> **Task to carry out**: Transcribe the records exactly from the line with "of the distant" to the end, both included.

> **Data listing**:
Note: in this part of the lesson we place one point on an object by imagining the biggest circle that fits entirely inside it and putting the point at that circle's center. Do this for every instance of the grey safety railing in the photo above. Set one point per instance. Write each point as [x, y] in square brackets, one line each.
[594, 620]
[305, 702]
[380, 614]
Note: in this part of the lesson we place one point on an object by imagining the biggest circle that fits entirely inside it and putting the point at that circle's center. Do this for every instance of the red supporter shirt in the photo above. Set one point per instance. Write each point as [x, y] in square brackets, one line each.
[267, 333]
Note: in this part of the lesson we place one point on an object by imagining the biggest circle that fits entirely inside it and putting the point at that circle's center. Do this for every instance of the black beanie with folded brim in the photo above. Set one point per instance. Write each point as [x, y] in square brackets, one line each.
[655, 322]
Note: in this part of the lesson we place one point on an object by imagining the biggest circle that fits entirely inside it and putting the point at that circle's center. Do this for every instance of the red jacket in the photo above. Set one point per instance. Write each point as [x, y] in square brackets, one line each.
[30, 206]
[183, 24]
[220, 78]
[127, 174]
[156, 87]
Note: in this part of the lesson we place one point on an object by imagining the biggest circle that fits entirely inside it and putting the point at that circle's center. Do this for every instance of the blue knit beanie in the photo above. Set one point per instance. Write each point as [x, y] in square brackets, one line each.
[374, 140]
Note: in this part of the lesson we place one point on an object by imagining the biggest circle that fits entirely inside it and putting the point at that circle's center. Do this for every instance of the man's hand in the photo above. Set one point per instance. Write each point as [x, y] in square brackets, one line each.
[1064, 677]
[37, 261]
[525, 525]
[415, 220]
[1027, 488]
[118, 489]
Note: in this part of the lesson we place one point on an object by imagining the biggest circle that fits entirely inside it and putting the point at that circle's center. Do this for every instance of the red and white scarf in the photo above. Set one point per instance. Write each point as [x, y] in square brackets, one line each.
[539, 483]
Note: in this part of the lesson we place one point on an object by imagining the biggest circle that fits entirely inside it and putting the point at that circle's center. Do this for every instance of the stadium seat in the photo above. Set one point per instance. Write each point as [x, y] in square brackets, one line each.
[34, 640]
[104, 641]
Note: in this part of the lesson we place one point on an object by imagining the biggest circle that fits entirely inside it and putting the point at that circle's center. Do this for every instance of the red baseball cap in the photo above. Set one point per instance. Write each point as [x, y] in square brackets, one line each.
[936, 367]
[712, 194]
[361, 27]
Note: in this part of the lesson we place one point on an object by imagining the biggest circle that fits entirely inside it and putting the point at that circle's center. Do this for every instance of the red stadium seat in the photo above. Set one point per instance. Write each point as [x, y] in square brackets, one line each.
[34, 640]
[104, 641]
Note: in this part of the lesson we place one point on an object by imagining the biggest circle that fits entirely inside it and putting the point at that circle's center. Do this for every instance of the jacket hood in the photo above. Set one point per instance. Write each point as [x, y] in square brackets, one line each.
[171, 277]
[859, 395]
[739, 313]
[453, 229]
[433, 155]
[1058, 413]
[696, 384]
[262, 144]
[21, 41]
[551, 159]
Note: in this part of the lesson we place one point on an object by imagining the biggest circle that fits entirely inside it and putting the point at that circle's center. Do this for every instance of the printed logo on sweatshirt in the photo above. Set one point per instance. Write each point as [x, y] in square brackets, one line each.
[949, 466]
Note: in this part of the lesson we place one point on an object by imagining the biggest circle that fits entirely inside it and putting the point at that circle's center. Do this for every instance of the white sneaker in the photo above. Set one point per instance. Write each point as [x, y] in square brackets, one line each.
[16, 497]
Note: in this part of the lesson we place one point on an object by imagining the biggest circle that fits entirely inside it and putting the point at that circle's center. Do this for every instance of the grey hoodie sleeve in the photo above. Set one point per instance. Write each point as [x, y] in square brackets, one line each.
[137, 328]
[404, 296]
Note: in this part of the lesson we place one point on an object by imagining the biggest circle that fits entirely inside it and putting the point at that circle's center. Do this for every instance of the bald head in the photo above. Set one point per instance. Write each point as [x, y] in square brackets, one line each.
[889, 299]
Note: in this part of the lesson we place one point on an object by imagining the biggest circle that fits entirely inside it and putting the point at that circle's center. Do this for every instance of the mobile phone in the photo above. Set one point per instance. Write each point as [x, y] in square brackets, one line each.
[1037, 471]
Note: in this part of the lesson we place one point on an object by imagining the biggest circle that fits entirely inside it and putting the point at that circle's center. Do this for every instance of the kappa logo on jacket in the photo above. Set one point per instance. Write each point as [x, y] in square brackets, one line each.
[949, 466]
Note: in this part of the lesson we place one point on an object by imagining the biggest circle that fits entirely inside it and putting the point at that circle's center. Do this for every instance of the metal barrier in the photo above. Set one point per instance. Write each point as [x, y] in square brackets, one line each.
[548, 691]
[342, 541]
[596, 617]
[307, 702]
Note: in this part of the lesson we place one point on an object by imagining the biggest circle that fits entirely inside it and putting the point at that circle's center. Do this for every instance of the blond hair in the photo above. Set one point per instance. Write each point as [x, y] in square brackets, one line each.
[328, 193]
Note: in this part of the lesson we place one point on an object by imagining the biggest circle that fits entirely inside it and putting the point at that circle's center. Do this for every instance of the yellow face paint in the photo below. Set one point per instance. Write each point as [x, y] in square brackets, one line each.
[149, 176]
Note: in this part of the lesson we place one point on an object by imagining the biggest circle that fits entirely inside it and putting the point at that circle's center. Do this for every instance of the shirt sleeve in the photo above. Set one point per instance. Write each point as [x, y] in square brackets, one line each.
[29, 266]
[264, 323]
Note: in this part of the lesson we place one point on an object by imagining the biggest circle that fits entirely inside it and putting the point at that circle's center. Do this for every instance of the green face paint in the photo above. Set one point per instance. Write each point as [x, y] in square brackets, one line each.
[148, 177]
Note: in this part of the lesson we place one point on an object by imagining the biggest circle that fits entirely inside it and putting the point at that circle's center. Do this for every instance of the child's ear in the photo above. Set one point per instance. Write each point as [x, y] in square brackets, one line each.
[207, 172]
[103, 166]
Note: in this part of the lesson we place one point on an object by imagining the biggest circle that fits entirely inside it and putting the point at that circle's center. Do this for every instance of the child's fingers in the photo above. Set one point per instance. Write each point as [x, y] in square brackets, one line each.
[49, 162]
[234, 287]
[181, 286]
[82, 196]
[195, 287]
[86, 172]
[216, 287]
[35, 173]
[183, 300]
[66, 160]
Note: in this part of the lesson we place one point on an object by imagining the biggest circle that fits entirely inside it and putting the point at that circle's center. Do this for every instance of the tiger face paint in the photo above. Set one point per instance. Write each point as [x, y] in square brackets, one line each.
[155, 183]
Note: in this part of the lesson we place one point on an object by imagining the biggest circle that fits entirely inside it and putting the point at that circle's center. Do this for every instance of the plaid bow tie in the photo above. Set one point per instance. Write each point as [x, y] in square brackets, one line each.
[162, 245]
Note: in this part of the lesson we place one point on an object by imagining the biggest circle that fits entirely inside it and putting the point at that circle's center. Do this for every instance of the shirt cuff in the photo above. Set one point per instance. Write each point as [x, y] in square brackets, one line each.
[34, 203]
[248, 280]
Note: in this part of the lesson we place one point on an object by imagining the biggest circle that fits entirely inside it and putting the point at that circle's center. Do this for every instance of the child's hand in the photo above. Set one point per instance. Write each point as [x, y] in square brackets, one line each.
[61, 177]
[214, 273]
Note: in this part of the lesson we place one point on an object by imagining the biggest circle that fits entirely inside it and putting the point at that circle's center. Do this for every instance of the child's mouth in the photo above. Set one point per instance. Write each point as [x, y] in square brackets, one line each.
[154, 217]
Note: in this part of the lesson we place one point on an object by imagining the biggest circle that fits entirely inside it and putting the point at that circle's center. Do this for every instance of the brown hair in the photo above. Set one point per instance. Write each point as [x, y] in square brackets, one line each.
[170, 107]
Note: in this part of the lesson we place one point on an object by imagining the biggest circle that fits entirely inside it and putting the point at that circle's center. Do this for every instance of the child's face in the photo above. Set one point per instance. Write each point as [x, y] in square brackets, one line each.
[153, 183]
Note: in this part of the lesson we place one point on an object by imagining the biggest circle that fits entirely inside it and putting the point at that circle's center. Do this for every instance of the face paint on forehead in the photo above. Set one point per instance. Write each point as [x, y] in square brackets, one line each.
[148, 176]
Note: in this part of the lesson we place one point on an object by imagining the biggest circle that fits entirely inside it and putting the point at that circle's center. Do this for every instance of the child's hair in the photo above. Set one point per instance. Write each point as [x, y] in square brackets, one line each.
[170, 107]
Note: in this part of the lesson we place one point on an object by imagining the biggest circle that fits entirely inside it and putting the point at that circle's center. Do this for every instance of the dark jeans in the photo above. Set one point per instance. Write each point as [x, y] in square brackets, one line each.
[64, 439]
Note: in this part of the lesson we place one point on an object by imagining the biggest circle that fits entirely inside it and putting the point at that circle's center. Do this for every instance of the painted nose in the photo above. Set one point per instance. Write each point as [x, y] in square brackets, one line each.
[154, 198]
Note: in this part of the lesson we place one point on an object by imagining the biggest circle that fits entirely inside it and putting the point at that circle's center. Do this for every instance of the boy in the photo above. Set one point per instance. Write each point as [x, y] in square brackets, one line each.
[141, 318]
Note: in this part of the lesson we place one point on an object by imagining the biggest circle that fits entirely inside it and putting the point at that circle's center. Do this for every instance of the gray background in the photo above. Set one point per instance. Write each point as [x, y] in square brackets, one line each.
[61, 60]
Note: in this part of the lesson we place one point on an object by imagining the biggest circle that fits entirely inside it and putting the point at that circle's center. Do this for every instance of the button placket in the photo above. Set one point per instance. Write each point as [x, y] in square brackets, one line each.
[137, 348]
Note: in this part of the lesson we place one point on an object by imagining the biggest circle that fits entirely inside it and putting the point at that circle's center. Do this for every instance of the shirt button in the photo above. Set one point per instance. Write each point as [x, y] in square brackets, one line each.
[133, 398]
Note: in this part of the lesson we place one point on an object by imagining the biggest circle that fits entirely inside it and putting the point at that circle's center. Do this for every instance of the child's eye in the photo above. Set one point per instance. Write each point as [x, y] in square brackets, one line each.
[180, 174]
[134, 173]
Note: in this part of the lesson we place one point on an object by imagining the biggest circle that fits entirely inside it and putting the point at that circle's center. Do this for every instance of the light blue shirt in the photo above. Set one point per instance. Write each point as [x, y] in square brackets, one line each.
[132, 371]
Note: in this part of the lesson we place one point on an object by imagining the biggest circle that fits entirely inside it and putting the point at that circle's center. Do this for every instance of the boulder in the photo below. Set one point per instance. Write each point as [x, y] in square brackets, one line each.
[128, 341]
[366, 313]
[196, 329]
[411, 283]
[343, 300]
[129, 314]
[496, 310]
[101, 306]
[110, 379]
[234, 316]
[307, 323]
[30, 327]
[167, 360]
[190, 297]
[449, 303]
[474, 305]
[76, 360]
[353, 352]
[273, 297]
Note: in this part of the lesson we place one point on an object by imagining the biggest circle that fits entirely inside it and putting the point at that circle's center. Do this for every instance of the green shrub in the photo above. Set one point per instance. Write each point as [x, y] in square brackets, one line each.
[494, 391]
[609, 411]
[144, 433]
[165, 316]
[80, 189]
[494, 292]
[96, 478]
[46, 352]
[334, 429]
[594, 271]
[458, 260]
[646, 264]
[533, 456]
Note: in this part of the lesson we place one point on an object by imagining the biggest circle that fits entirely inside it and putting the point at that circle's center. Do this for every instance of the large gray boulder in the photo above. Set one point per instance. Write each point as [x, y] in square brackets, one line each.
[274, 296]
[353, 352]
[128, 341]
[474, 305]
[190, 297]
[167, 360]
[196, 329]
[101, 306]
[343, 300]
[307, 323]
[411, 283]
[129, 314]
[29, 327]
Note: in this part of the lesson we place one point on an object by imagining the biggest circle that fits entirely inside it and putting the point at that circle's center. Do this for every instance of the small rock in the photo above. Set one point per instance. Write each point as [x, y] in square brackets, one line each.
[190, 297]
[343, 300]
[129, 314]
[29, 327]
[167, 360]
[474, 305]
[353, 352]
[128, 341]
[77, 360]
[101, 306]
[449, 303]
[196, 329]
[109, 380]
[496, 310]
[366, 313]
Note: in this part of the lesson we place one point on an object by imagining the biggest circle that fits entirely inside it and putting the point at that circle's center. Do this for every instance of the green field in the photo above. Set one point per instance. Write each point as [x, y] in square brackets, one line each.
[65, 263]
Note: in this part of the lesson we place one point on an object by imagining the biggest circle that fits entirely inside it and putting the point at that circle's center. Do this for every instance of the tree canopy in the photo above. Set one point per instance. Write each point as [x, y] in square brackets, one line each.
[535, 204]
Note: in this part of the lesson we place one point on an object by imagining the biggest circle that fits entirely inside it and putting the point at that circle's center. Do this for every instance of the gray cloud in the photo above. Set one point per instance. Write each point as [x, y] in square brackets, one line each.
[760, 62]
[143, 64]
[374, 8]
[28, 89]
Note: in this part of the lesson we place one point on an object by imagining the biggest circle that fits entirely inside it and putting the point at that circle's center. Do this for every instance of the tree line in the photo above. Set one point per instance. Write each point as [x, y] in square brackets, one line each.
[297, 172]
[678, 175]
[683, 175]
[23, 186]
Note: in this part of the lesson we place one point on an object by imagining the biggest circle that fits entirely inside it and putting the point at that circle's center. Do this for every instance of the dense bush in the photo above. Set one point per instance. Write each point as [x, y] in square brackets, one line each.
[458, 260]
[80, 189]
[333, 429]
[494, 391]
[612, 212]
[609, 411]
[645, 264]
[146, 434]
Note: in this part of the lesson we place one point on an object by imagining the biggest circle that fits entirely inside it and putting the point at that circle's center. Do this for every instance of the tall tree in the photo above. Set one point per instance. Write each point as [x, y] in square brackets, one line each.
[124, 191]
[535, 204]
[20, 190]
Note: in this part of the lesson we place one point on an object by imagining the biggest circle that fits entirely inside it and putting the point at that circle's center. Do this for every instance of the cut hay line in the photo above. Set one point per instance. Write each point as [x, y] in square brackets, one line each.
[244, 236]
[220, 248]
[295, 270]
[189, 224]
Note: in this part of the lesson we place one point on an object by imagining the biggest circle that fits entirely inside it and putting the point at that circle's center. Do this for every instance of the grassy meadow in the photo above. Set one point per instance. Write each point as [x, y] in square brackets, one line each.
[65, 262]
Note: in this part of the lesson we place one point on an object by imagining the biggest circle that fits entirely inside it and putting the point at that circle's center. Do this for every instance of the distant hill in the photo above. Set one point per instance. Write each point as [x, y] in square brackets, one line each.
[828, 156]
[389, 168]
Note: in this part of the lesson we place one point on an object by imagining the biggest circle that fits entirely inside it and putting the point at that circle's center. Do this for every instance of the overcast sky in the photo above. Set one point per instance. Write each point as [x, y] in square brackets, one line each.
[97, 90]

> **Output of the task**:
Note: in this part of the lesson we place one point on an object by imagining the biggest circle that fits entirely inside it and putting the point at that circle's center. Do this for every instance of the distant hill in the photo above. Set one point per instance. Write each point as [x, y] in square brackets, one line each.
[828, 156]
[389, 168]
Note: in this part of the lesson we place one point on an object by imagining the biggest circle that fits entirely inside it and putting the point at that circle's center. Do this for every instance of the overcast sky in the photo above. Set one point per instance. Write each point as [x, y] in square brackets, one line each.
[97, 90]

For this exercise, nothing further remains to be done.